Problema 1: Traduce al inglés esta oración del texto extraído: "Incluso en periodos más cercanos a nuestros días, la trayectoria del país más extenso del planeta abastaría de datos y ejemplos a los investigadores susomentados."
Problema 2: Según el texto extraído, ¿en qué fecha murió Lenin?
Problema 3: Cambia el fragmento del texto extraído que va desde "A la azarosa" hasta "un próximo artículo.", ambos incluidos, y sustituye "artículo" por "ensayo".

Texto extraído:
'''

Si algún país occidental atesora experiencia destacada en uno de los temas estrella de la actualidad española, y de la de algún otro país iberoamericano a la manera de Argentina, este es, desde luego, la Rusia de Vladimir Vladimerovich Putin. En no pocos momentos de su rico pasado, el trono de sus zares estuvo casi permanentemente cercado por la violencia y la traición, impidiendo el asentamiento de poderes férreos en la cúpula de una nación necesitada de ellos como ninguna otra a causa de su inmensa, inabarcable extensión --(¡Oh, la evocación de los caminos en la grandiosa literatura rusa...!)--. Así, como se dijera en su tiempo, la monarquía llegó a las veces a convertirse meramente en monarquía «ocupativa», presa del audaz o de la ambiciosa integrante de la familia imperial capaz de labrarse la senda del trono con el crimen o la felonía. Herencia natural de los mongoles, a los que, conforme es bien sabido, atribuía la Ilustración -la gran partera de estereotipos del mundo contemporáneo occidental-- la configuración de las vetas más profundas de la psicología y carácter del país de los zares. Justamente en la centuria de las «luces» se encontraría la corona de los Romanov particularmente zarandeada, no obstante los prolongados gobiernos de las zarinas Isabel I (1741-62) y Catalina II (1762-96), ofreciendo material de gran interés a los cultivadores de uno de los últimos géneros historiográficos en incorporarse al estudio de eruditos y críticos del vasto dominio de Clío, siempre, como el Universo, en expansión...

Incluso en periodos más cercanos a nuestros días, la trayectoria del país más extenso del planeta abastaría de datos y ejemplos a los investigadores susomentados. En los años del asentamiento del poder estalinista, los fotógrafos oficiales tuvieron no escaso trabajo en retocar las imágenes oficiales del triunfo de la Revolución de Octubre y de los años subsiguientes en las que se recogían el rostro y la figura de varios de los héroes y jerarcas de esas fechas, asesinados o exiliados por Stalin tras la muerte de Lenin (enero de 1924) y su completo dominio del Kremlin, asignatura siempre harto difícil hasta para un personaje de las características del dictador georgiano.

Según se recordará, después de su fallecimiento en los inicios de marzo de 1953 en la quietud de un Kremlin domeñado hasta límites insospechados por su mano de hierro y su astucia singular, la atosigante cuestión de la «memoria histórica» volvió a situarse en el centro mismo del escenario político-social de una de las dos superpotencias que por entonces se disputaban el dominio del mundo. El nuevo capítulo del trillado tema es escribió, si cabe, con más renglones que los precedentes. Hasta el consolidamiento de Leónidas Brezhnev a la cabeza de una sumisa triada kremliniana se vivieron instantes de confusión en una materia que semejaba inscrita en la historia rusqa.

A la azarosa y hazañosa llegada al poder de Mijaíl Gorbachov semejó que otra vez iba a alzarse el telón sobre la remecida cuestión de la «Memoria histórica», muy traída y llevada ahora en Rusia y en algunos de los países que iban a ser muy pronto sus antiguos satélites. Pero ello será ya objeto de un próximo artículo.

'''

Registros proporcionados:
'''

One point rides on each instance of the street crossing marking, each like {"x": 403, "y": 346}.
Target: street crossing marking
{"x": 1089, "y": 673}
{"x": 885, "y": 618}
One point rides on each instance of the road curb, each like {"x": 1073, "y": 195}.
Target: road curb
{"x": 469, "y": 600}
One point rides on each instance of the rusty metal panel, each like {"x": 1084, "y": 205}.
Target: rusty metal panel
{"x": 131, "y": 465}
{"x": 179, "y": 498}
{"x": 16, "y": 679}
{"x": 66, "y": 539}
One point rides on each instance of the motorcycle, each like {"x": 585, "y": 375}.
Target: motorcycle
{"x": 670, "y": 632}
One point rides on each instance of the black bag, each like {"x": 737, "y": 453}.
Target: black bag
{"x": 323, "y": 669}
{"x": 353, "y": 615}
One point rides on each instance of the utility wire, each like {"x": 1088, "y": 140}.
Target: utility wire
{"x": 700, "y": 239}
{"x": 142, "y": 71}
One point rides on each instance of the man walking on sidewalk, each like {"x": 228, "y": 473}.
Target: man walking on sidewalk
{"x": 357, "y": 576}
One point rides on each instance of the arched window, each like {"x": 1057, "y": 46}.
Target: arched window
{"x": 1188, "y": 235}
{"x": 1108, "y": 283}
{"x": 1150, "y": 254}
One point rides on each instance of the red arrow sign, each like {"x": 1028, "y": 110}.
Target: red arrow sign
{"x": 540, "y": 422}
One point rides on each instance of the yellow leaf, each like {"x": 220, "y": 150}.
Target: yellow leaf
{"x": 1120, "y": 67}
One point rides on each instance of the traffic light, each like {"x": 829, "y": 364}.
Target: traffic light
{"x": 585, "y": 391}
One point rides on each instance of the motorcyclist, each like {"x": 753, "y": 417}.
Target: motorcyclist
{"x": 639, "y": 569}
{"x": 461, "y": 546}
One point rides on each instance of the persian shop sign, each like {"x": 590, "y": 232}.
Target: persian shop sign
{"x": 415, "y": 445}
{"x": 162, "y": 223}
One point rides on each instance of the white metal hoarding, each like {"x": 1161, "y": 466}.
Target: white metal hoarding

'''

Respuesta escrita 1: Even in periods closer to our own day, the history of the largest country on the planet would supply the aforementioned researchers with data and examples.

Respuesta escrita 2: Lenin murió en enero de 1924.

Respuesta escrita 3:
A la azarosa y hazañosa llegada al poder de Mijaíl Gorbachov semejó que otra vez iba a alzarse el telón sobre la remecida cuestión de la «Memoria histórica», muy traída y llevada ahora en Rusia y en algunos de los países que iban a ser muy pronto sus antiguos satélites. Pero ello será ya objeto de un próximo ensayo.